*Dataset records on where objects appear:*

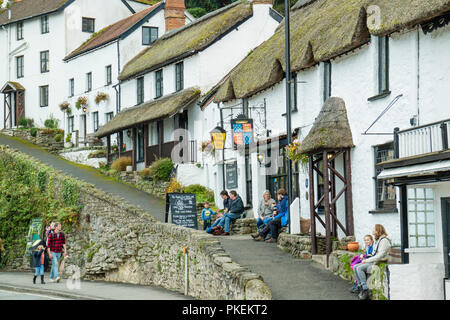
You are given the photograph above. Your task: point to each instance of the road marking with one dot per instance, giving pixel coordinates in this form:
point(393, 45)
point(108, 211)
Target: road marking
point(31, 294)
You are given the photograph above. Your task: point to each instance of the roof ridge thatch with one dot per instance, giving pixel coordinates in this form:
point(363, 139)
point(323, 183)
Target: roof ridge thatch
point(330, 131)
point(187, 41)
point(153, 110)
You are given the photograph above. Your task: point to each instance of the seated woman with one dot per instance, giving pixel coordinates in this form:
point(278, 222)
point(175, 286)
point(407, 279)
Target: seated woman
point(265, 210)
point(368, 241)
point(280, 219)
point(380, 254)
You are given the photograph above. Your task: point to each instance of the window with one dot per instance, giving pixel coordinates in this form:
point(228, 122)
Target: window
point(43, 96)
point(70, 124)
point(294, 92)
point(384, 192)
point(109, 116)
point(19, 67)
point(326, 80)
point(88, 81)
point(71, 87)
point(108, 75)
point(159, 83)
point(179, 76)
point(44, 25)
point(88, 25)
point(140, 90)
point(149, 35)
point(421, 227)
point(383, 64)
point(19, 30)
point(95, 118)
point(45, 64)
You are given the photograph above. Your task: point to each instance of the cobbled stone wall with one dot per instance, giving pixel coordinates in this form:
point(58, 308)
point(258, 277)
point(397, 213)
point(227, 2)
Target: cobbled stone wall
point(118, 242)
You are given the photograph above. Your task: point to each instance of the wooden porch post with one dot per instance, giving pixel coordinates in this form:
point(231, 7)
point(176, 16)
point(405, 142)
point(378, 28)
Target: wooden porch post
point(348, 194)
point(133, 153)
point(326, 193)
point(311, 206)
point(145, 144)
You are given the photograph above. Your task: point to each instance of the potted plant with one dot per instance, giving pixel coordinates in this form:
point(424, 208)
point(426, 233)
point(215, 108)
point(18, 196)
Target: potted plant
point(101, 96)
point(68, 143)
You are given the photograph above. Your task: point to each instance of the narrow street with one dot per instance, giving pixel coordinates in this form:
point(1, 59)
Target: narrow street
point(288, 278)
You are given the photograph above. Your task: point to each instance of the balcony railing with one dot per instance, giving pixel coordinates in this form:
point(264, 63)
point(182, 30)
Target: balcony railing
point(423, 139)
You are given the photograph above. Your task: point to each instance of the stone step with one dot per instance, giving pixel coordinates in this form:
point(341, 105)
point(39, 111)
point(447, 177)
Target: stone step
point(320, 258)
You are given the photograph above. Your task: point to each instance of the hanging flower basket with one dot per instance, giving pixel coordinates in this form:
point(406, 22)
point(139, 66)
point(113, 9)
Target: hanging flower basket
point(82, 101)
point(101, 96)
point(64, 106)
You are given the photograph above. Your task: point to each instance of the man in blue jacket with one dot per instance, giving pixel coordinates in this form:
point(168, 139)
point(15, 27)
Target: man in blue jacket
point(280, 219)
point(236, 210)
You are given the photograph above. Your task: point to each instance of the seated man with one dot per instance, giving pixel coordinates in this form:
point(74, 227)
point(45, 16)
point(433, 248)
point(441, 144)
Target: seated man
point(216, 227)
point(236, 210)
==
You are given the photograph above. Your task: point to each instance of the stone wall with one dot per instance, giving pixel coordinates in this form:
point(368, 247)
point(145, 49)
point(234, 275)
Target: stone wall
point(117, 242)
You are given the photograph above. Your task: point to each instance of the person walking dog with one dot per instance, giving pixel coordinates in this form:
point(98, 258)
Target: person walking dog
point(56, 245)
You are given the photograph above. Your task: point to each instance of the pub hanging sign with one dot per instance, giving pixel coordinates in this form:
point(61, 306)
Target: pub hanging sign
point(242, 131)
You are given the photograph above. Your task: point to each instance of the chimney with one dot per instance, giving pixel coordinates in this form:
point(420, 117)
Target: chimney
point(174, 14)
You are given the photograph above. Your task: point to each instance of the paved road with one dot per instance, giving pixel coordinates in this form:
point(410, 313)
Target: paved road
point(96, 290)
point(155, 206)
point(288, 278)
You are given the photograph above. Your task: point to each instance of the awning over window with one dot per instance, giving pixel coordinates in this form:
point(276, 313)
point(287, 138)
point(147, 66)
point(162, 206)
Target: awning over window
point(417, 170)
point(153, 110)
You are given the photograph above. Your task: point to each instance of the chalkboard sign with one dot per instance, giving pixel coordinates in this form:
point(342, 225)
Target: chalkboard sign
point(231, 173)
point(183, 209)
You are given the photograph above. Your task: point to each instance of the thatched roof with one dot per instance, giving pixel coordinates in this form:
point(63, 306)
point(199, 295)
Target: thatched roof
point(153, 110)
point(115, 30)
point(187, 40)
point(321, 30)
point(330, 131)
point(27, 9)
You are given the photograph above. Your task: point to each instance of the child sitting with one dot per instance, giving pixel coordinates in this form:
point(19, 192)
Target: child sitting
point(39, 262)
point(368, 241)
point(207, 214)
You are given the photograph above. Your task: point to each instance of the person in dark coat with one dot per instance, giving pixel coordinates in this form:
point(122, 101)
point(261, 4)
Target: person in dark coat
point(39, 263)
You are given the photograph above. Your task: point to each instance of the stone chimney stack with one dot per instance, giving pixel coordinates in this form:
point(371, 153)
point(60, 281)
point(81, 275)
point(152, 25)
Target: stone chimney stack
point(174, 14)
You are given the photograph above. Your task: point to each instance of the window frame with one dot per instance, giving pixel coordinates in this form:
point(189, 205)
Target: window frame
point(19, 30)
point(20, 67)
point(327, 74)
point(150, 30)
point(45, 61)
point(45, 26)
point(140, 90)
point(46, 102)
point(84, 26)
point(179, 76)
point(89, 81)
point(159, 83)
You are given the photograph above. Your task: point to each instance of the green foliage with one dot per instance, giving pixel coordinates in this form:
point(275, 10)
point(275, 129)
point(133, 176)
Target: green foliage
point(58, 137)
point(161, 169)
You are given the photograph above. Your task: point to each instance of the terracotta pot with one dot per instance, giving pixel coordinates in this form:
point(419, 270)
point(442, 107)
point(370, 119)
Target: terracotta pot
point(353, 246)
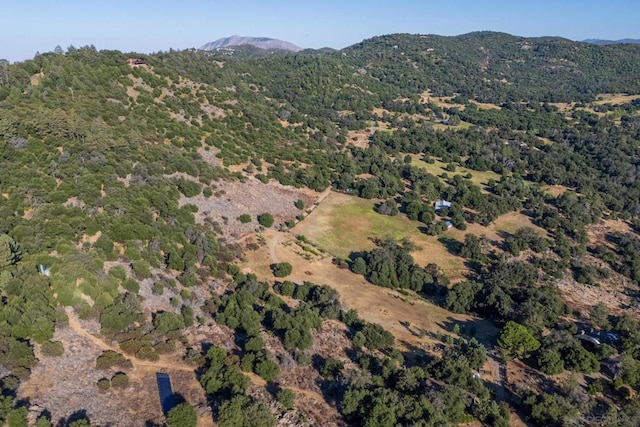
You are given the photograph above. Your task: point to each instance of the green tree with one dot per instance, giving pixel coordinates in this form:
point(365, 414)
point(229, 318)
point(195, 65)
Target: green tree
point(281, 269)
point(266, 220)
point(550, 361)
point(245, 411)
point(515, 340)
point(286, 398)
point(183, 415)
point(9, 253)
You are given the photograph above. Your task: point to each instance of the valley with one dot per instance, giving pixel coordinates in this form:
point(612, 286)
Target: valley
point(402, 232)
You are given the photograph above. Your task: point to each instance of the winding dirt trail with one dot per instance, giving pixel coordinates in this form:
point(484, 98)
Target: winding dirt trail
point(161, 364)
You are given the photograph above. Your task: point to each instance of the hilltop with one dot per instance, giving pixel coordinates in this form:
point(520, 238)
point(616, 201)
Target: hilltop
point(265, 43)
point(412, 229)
==
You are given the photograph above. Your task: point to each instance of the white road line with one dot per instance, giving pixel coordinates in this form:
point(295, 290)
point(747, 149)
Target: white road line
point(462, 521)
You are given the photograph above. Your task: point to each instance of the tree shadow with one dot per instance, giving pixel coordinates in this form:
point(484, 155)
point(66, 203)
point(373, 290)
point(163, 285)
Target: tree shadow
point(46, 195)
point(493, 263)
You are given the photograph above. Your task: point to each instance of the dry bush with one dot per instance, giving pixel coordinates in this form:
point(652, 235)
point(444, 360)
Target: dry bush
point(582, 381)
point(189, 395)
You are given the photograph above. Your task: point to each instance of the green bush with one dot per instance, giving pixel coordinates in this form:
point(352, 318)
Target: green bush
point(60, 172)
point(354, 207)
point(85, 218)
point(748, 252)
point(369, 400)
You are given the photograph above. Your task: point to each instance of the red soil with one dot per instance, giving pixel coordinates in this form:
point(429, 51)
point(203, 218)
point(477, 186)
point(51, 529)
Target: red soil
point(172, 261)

*Given request:*
Copy the lines of the records word for word, starting with the line that contains "of the road" and ending with the line that contains "point(145, 144)", including both of those lines.

*Completed task:*
You are given the photograph above. Your task: point to each instance of the road marking with one dot per instance, giving pixel coordinates in this form:
point(393, 45)
point(108, 211)
Target: road marking
point(31, 294)
You are given the photograph above. Your task: point to each instance of the roof ridge thatch with one dot per instance, giving pixel coordinates in this form:
point(363, 139)
point(323, 183)
Target: roof ridge thatch
point(330, 131)
point(187, 41)
point(153, 110)
You are given the photograph above. Your task: point to each instance of the seated woman with one dot per instance, giving pixel coordinates in this form:
point(278, 222)
point(175, 286)
point(407, 279)
Target: seated woman
point(265, 210)
point(368, 241)
point(280, 219)
point(380, 254)
You are given the photograph above. Your task: point to each instance of the window with one dot per instance, giving pixel coordinates in this form:
point(228, 122)
Target: window
point(43, 96)
point(70, 124)
point(294, 92)
point(384, 192)
point(109, 116)
point(19, 67)
point(326, 80)
point(88, 81)
point(71, 87)
point(108, 75)
point(159, 83)
point(179, 76)
point(44, 25)
point(88, 25)
point(140, 90)
point(149, 35)
point(421, 227)
point(383, 64)
point(19, 30)
point(95, 118)
point(45, 64)
You are given the photograph above. Your task: point to each instance of the cobbled stone wall with one dot per instance, giving pixel coordinates in this form:
point(58, 308)
point(258, 277)
point(397, 213)
point(227, 2)
Target: cobbled stone wall
point(118, 242)
You are given the photograph above. Your task: point to each instance of the wooden porch post with one dot per instance, giving pixel coordinates in this form:
point(231, 7)
point(176, 16)
point(405, 142)
point(378, 28)
Target: wooden porch post
point(348, 194)
point(133, 153)
point(326, 193)
point(311, 206)
point(145, 144)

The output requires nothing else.